___ EXCERPT

1

I'm trying to execute a construct query over Wikidata using the following code snippet:

construct = "CONSTRUCT { " +
            "   ?s <http://schema.org/about> ?wikipedia ." +
            "} where { " +
            "   OPTIONAL{ " +
            "      ?wikipedia <http://schema.org/about> ?s ; <http://schema.org/inLanguage> ?language ; <http://schema.org/isPartOf> <https://en.wikipedia.org/> . " +
            "   } "+
            "   ?s ?p1 <http://www.wikidata.org/entity/Q12136> . " +
            "}";
            repo = new SPARQLRepository("https://query.wikidata.org/sparql");
            repositoryConnection = repo.getConnection();
            query = repositoryConnection.prepareGraphQuery(construct);
            rs = query.evaluate();
            while (rs.hasNext()) {
                Statement statement = rs.next();
            }

Unfortunately this results in a parse error:

WARN org.eclipse.rdf4j.rio.helpers.ParseErrorLogger - [Rio error] IRI included an unencoded space: '32' (7730, -1)
org.eclipse.rdf4j.query.QueryEvaluationException: org.eclipse.rdf4j.query.QueryEvaluationException: org.eclipse.rdf4j.rio.RDFParseException: IRI included an unencoded space: '32' [line 7730]
    at org.eclipse.rdf4j.query.impl.QueueCursor.convert(QueueCursor.java:58)
    at org.eclipse.rdf4j.query.impl.QueueCursor.convert(QueueCursor.java:22)
    at org.eclipse.rdf4j.common.iteration.QueueIteration.checkException(QueueIteration.java:165)
    at org.eclipse.rdf4j.common.iteration.QueueIteration.getNextElement(QueueIteration.java:134)
    at org.eclipse.rdf4j.common.iteration.LookAheadIteration.lookAhead(LookAheadIteration.java:81)
    at org.eclipse.rdf4j.common.iteration.LookAheadIteration.hasNext(LookAheadIteration.java:49)
    at org.eclipse.rdf4j.common.iteration.IterationWrapper.hasNext(IterationWrapper.java:63)
    at eu.qanswer.mapping.mappings.informa.Refactor.main(Refactor.java:227)

As far as I understand in Wikidata there are some uris that are not encoded correctly, i.e. a space is there. So the rdf4j parser complains. Is there a way to configure the parser in a less strict way?

______
___ ENTRIES SUPPLIED

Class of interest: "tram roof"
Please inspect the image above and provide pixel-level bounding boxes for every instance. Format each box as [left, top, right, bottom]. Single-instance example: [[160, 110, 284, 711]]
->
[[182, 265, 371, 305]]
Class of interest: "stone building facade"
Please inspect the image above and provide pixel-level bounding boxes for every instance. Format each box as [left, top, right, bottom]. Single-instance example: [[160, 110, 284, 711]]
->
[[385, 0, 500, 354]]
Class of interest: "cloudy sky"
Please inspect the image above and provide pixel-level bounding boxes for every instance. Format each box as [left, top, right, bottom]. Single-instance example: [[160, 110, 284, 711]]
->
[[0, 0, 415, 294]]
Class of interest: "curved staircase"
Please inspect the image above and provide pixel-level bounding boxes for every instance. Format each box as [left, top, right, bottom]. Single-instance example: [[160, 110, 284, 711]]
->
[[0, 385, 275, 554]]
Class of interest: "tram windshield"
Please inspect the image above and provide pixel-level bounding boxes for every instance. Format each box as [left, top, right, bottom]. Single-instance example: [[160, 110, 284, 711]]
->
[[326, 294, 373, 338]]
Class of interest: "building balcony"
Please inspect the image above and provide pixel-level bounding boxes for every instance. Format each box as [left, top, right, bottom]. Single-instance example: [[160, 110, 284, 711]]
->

______

[TO BE DONE]:
1: Answer these questions about the Wikidata forum post:
(a) Which URL is passed to the new SPARQLRepository?
(b) At what line number does the error message place the unencoded space?
(c) What does the poster ask whether it can be configured in a less strict way?
2: How many lines of the records contain the word "building"? Reply with the number only.

[SOLUTIONS BELOW]:
1:
(a) https://query.wikidata.org/sparql
(b) Line 7730
(c) The parser

2: 2